## Work to complete
Begin at the line with "Does any brick building" and output every line through the end of the records, exactly as given. Omit pictures.
· · · · · · ·
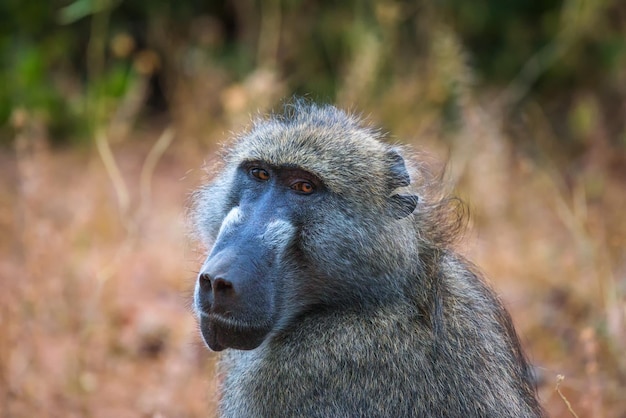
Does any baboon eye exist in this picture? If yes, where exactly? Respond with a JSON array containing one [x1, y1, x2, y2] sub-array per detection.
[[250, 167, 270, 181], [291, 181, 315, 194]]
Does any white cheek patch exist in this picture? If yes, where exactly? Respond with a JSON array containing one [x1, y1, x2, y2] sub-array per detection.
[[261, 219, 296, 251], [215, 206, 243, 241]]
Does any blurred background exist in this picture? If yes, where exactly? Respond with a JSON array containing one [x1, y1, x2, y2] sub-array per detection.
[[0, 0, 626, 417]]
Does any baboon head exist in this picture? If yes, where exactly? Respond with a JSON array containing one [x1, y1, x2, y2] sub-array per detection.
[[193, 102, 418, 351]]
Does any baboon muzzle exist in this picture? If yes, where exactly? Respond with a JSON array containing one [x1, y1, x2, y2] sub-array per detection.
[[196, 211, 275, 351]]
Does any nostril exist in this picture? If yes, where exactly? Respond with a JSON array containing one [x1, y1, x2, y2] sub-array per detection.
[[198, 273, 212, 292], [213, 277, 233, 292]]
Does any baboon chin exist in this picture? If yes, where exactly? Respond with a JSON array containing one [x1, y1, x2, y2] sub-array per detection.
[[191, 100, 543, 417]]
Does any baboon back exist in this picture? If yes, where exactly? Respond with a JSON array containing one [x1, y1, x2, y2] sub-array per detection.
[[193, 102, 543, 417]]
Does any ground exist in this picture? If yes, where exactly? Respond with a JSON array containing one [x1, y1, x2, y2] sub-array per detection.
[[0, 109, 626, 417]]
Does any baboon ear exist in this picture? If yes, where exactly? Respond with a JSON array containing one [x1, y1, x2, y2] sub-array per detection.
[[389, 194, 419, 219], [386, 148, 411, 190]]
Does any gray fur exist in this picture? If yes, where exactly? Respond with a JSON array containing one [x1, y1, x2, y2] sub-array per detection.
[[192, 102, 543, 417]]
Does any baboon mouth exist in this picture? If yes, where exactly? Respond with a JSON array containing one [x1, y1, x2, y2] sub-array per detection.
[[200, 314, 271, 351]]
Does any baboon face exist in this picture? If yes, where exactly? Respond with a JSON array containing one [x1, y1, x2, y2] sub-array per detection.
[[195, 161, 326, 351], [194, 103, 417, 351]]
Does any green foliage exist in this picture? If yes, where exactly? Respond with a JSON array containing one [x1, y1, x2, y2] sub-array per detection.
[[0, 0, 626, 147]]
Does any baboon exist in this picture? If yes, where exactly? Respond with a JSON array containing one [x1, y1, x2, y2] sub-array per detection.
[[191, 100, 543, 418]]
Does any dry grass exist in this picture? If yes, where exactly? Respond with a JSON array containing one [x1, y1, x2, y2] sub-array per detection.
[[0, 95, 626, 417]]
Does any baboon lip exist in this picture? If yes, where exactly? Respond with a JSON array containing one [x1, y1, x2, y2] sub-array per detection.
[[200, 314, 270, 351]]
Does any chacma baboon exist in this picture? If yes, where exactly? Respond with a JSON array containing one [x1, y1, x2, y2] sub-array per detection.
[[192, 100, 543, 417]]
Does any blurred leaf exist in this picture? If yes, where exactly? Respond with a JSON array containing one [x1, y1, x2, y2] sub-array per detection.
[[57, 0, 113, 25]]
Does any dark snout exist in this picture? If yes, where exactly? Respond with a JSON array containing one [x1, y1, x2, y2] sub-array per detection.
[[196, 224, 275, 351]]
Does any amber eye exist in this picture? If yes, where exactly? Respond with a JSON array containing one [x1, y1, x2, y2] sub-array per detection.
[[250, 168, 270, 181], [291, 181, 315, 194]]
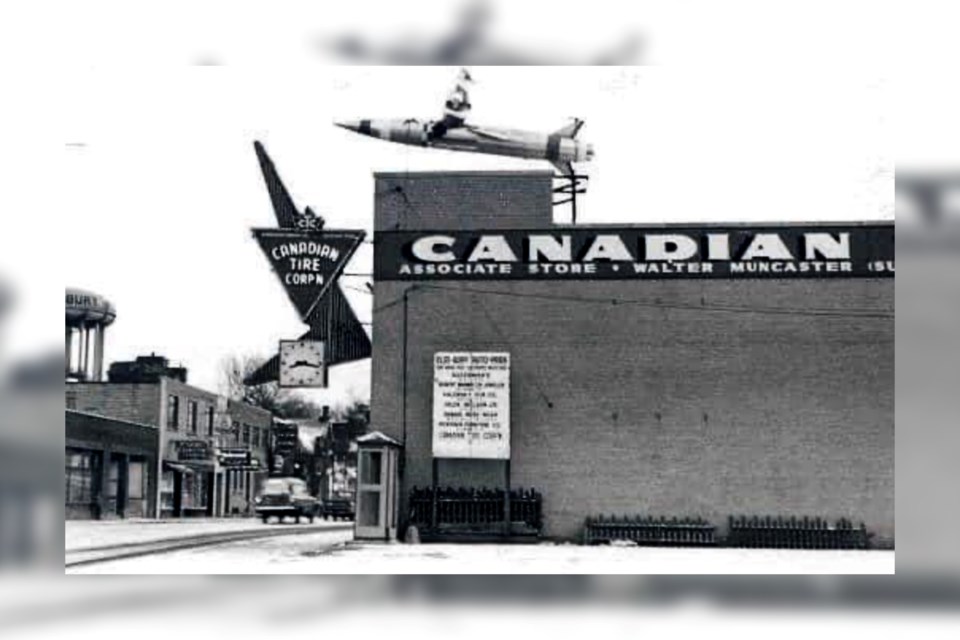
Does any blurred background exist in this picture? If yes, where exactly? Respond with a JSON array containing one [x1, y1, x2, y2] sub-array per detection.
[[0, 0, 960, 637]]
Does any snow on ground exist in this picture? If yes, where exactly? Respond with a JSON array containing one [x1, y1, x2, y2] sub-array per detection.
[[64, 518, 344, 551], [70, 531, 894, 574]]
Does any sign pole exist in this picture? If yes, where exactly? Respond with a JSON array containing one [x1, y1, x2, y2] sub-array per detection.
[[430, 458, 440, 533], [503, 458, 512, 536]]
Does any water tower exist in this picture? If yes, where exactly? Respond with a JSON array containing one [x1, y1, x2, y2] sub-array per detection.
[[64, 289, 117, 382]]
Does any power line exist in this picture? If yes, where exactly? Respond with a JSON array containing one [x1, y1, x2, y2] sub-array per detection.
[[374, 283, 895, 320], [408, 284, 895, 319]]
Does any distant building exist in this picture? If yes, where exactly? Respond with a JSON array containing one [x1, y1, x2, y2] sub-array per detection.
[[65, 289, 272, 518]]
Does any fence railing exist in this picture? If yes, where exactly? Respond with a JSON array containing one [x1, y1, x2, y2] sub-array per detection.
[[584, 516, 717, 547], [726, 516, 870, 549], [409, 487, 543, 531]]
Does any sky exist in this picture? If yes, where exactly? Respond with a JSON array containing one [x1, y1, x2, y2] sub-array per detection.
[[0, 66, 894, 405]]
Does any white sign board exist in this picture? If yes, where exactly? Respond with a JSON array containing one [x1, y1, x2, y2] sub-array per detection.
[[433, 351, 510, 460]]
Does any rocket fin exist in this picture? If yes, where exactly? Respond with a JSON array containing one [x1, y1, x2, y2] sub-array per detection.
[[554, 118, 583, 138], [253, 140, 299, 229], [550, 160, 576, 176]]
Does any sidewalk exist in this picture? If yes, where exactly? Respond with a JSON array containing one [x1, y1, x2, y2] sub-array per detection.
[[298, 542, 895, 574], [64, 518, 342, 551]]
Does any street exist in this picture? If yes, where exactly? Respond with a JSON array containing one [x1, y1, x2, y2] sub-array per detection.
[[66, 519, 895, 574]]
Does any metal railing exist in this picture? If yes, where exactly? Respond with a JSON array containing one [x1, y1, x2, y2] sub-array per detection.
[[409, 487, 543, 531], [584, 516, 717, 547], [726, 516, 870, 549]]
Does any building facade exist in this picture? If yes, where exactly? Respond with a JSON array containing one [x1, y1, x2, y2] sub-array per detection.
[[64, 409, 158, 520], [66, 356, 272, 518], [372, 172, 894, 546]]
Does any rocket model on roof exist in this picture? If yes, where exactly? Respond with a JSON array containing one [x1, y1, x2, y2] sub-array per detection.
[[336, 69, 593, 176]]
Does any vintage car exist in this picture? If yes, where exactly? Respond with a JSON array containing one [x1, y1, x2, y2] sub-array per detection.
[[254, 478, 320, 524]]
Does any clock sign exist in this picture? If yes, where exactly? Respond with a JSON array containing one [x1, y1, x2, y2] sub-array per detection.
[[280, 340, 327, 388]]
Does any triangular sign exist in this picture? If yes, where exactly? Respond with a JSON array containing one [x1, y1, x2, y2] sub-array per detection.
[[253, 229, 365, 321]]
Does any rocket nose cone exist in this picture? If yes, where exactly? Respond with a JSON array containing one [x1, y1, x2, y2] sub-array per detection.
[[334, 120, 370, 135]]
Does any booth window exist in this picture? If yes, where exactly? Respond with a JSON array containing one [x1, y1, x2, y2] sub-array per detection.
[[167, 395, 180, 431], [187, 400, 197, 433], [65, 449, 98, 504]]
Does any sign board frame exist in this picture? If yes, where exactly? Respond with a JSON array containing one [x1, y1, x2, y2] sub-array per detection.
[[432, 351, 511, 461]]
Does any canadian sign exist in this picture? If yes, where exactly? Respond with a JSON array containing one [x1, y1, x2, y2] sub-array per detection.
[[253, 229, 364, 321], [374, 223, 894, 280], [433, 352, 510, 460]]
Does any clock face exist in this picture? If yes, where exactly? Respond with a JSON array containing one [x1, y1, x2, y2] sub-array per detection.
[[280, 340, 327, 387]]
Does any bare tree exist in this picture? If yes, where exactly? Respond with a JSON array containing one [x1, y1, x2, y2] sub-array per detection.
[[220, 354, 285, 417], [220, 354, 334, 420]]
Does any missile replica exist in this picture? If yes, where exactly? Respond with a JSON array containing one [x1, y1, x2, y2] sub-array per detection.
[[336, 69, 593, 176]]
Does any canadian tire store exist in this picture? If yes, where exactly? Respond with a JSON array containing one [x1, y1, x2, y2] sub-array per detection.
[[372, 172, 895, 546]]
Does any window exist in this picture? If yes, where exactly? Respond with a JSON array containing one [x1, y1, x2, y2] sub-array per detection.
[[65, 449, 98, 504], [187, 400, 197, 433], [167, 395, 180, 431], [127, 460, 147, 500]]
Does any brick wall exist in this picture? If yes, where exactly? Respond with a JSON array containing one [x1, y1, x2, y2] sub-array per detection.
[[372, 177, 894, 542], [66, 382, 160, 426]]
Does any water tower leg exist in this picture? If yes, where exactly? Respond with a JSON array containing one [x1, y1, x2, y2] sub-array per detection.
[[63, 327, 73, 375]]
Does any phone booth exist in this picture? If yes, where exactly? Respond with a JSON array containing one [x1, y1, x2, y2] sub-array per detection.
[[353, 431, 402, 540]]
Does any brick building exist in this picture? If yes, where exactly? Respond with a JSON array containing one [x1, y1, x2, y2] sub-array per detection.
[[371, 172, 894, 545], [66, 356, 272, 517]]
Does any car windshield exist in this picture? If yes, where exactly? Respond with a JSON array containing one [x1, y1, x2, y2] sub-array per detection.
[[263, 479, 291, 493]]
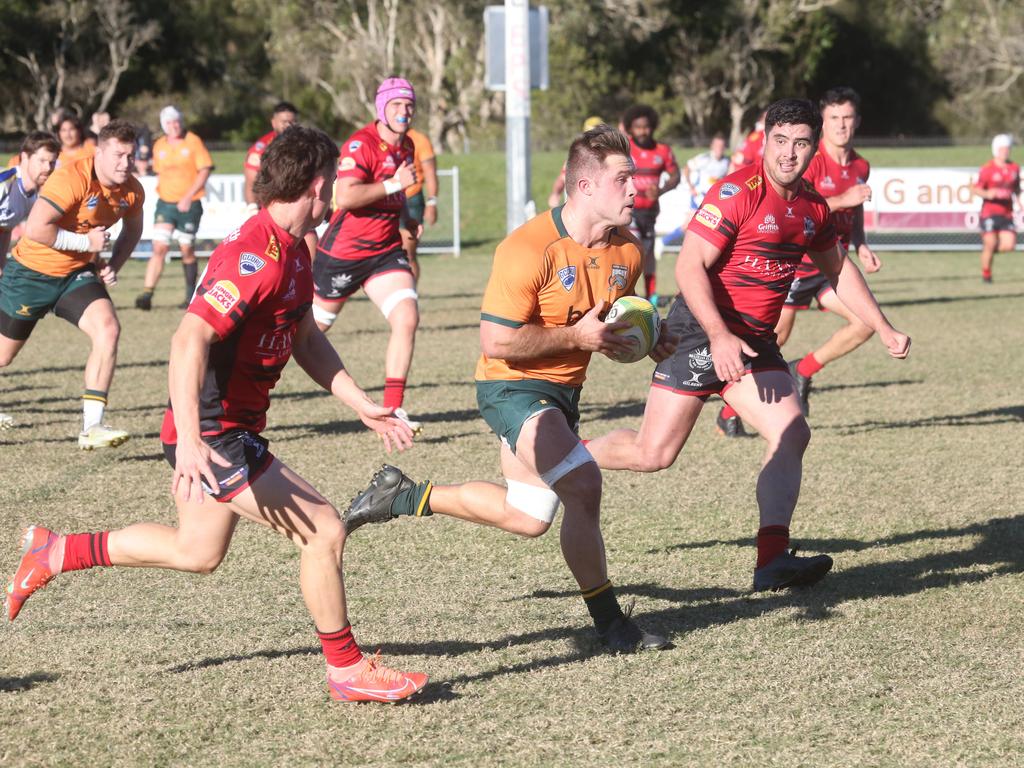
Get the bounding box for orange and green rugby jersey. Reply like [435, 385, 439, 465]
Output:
· · · · · · ·
## Task solution
Does any brick building exist in this picture? If yes, where exactly? Respond with a JSON array containing one [x1, y1, x2, y2] sub-array per detection.
[[371, 172, 894, 545], [66, 356, 272, 517]]
Does any car windshield exist in this picture? If yes, where exactly? Respond with a JSON array containing one [x1, y1, x2, y2] sub-array per detection.
[[263, 479, 291, 493]]
Get the bounding box for orange and green rugby jersey. Reply like [435, 385, 439, 465]
Output:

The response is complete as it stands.